• Task input:
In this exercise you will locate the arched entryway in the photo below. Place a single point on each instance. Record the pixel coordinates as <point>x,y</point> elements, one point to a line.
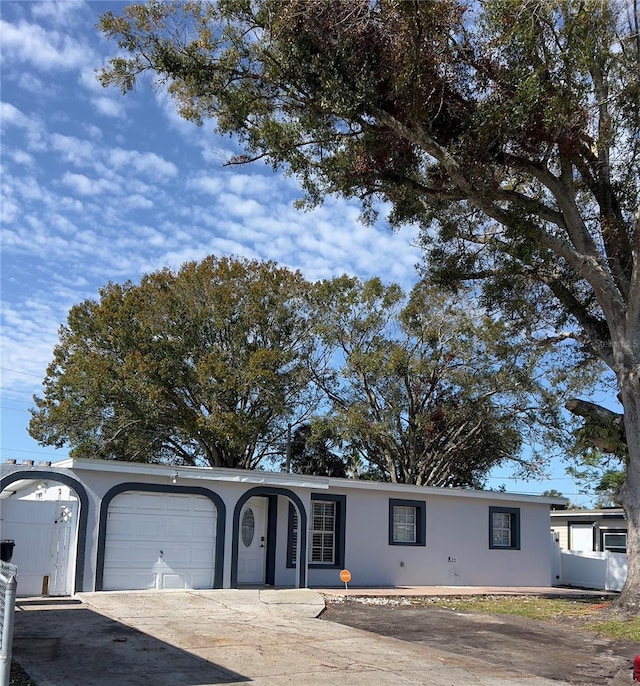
<point>80,532</point>
<point>254,517</point>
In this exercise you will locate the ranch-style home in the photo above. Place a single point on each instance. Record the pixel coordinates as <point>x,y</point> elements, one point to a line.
<point>93,525</point>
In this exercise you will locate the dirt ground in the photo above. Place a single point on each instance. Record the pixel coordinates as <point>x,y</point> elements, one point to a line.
<point>547,650</point>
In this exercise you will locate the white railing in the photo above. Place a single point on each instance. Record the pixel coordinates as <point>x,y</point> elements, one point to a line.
<point>8,583</point>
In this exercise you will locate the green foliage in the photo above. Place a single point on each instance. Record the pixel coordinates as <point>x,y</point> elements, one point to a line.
<point>314,449</point>
<point>430,390</point>
<point>509,130</point>
<point>202,366</point>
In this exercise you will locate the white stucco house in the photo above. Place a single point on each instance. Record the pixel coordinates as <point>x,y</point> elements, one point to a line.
<point>104,525</point>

• Task objective: Only the line containing "In this exercise you will locate the green" and the lines after it, up to and including the last line of the data, should appear in the answer, exactly as written.

• Output for this task:
In this exercise you will locate the green foliage in the photo above. Place a single point on each instance. Record the pixel coordinates as <point>x,y</point> elements, one point to a line.
<point>314,449</point>
<point>430,390</point>
<point>509,130</point>
<point>202,366</point>
In this exercise you will locate the white stucco house in the photo above. Place a single point on each instance. Record the pixel coordinates as <point>x,y</point> elements, one point to a line.
<point>104,525</point>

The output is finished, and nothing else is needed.